> _Data extract_
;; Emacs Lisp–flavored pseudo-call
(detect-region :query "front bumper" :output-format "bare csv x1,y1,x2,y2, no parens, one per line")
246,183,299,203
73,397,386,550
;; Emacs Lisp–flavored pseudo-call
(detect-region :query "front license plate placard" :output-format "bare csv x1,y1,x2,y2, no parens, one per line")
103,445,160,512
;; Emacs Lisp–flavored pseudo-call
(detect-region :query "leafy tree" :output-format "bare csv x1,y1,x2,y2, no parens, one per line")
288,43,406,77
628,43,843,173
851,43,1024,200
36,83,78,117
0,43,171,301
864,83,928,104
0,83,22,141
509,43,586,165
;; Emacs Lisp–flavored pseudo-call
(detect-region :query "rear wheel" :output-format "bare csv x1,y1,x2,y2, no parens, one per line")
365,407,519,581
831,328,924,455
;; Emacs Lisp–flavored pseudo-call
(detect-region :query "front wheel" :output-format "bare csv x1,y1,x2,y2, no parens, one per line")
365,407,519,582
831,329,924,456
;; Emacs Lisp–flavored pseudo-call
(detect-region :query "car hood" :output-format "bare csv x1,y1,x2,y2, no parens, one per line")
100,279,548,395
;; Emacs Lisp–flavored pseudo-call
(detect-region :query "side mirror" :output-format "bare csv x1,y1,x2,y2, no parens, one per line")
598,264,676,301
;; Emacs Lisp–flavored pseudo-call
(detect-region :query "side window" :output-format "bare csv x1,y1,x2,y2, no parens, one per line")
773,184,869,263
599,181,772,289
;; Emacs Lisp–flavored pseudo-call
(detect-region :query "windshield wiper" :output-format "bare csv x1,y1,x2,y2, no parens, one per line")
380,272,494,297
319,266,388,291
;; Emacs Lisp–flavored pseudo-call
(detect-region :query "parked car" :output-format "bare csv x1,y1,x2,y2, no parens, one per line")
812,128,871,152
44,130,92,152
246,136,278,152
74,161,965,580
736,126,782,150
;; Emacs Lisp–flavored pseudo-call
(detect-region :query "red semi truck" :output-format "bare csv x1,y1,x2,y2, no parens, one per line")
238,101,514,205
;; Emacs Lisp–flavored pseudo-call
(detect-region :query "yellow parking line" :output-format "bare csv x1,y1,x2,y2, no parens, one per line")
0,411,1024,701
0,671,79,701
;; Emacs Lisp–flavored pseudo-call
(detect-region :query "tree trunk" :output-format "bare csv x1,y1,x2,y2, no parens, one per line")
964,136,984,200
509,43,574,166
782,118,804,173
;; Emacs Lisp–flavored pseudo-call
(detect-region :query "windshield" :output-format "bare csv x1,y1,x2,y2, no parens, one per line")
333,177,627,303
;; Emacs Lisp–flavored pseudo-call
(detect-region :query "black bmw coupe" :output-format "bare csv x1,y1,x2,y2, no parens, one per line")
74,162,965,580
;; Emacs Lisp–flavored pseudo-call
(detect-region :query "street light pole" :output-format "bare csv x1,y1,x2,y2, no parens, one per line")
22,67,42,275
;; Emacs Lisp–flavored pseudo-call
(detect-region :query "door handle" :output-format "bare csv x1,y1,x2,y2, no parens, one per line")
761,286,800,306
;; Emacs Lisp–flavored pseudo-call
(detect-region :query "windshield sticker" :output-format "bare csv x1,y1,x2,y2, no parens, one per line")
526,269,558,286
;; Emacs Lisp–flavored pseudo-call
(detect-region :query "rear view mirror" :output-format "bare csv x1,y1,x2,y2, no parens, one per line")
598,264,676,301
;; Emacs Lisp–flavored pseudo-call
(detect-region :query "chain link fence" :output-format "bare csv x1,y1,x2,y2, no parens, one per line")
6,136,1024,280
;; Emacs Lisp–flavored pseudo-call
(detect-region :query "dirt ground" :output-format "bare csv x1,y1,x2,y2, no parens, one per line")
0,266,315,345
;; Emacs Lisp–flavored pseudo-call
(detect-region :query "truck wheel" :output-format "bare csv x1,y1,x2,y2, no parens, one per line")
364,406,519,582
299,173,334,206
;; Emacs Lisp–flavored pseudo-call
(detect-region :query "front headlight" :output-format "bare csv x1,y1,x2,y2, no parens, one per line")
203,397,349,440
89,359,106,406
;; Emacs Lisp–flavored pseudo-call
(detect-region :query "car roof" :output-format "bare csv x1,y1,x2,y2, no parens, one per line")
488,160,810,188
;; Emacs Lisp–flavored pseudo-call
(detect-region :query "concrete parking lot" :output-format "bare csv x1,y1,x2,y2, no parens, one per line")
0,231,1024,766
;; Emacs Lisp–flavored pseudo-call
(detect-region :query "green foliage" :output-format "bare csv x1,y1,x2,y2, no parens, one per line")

> _Work required_
Repeat all of the entries above word for word.

> _Problem solution_
;; Emacs Lisp–flavored pseudo-call
(detect-region :query "front bumper" :output-format "bare csv x1,y1,x2,y2, no parens, one per line")
246,183,299,203
73,397,386,550
;; Emacs Lisp–flavored pseudo-call
(detect-region :query "front license plate placard" :output-format "bare csv x1,y1,x2,y2, no parens, one per line")
103,445,160,512
;; Emacs Lisp–flavored pseudo-call
(detect-region :query "leafy tree" :output-format "bare csv x1,y1,x2,y2, no parens, one per line")
288,43,406,77
628,43,843,173
851,43,1024,200
36,83,78,117
0,43,171,301
864,83,928,104
0,83,22,141
509,43,586,165
;; Emacs Lisp–flavored pseudo-call
(detect-region :query "rear wheel" :output-format "bare csv x1,y1,x2,y2, no parens, one per line")
365,407,519,581
831,328,924,455
;; Emacs Lisp–flavored pseudo-call
(detect-region :query "front wheel" :output-format "bare csv x1,y1,x2,y2, no parens, one per line")
365,407,519,582
831,329,924,456
;; Emacs Lisp–flavored pseudo-call
(detect-region :query "car hood" :output-format "bare csv x1,y1,x2,y2, no parens, one per line")
100,279,548,395
;; Emacs Lisp–flavored pseudo-call
(detect-region :query "side mirror" :output-format "bare csv x1,y1,x2,y2, no parens, one per line")
598,264,676,301
;; Emacs Lisp–flavored pseudo-call
(detect-region :query "side window" :output-format "bare csv x1,y1,x2,y2, no parens, one per line")
773,184,869,263
599,181,772,289
;; Emacs Lisp–flavored pseudo-call
(detect-region :query "windshield wiper" :output-format "bare csv x1,y1,x2,y2, no parens, one per line")
380,272,494,297
319,266,388,291
;; Emacs Lisp–flavored pseudo-call
(detect-region :query "parked car" :output-format "bare csv x1,y1,x2,y2, no parens, one per line")
812,128,871,152
44,130,92,152
246,136,278,152
74,161,965,580
736,126,782,150
;; Emacs Lisp–flavored pseudo-call
(detect-region :query "red semi truck" :output-format "bare csv x1,y1,x2,y2, no parens, one per line")
238,101,514,205
;; Emacs Lisp–flavored pseudo-call
(detect-region :query "yellow parking line" :output-format "bare csv x1,y1,x2,y2, no parens, one per line")
0,411,1024,701
0,671,79,701
;; Emacs Lisp–flavored pseudo-call
(detect-region :query "tree trunk" :output-format "bare csv x1,y1,x2,y2, no parens, one per line")
964,136,984,200
509,43,574,166
782,118,804,173
;; Emacs Lisp–flavored pseudo-call
(detect-region :query "windshield" :output-format "bare csv x1,y1,x2,y2, no parens, one per line")
333,177,627,303
;; Emacs Lisp–flavored pseudo-call
(detect-region :query "black bmw coupe" :output-format "bare csv x1,y1,x2,y2, no parens, one per line")
74,162,965,580
;; Emacs Lisp–flavored pseudo-call
(detect-region :query "street light pole" :output-format "bare csv x1,y1,x2,y2, no parens, one per line")
22,67,42,275
;; Emacs Lisp–flavored pseudo-call
(detect-region :query "door handle" :output-format "bare csv x1,y1,x2,y2, no parens, one per line")
761,286,800,306
;; Emacs Lisp–flavored pseudo-call
(detect-region :query "windshield sticker" :output-format "bare csv x1,y1,x2,y2, no parens, one per line")
526,269,558,286
;; Emacs Lisp–flavored pseudo-call
(detect-region :query "rear view mirror" :output-format "bare csv x1,y1,x2,y2, no parens, one per line")
598,264,676,301
;; Emacs Lisp–flavored pseudo-call
(detect-region :query "chain link fence" :output-format "bare csv x1,y1,x2,y2, no parens, one per line")
6,136,1024,280
;; Emacs Lisp–flavored pseudo-call
(detect-region :query "dirt ground" :output-format "bare csv x1,y1,x2,y2, no parens, one per line")
0,266,315,345
;; Emacs Lisp–flavored pseudo-call
(detect-region :query "truck wheel" :output-format "bare csv x1,y1,x2,y2, no parens, one per line")
364,406,519,582
299,173,334,206
;; Emacs Lisp–flavored pseudo-call
(detect-region :query "front headlight" :output-format "bare csv x1,y1,x2,y2, no parens, one per line")
203,397,349,440
89,359,106,406
;; Emacs Lisp–flavored pseudo-call
(detect-region :query "car roof" :output-format "bare csv x1,y1,x2,y2, no parens, one per line")
488,160,810,188
;; Emacs Lisp–flavored pseudo-call
(detect-region :query "concrete parking lot" :output-format "bare csv x1,y1,x2,y2, no parens, one per line")
0,231,1024,766
;; Emacs Lisp–flavored pseudo-call
(detect-region :query "green foliage" :output-format "bare csv x1,y1,x2,y2, no parens, one per line")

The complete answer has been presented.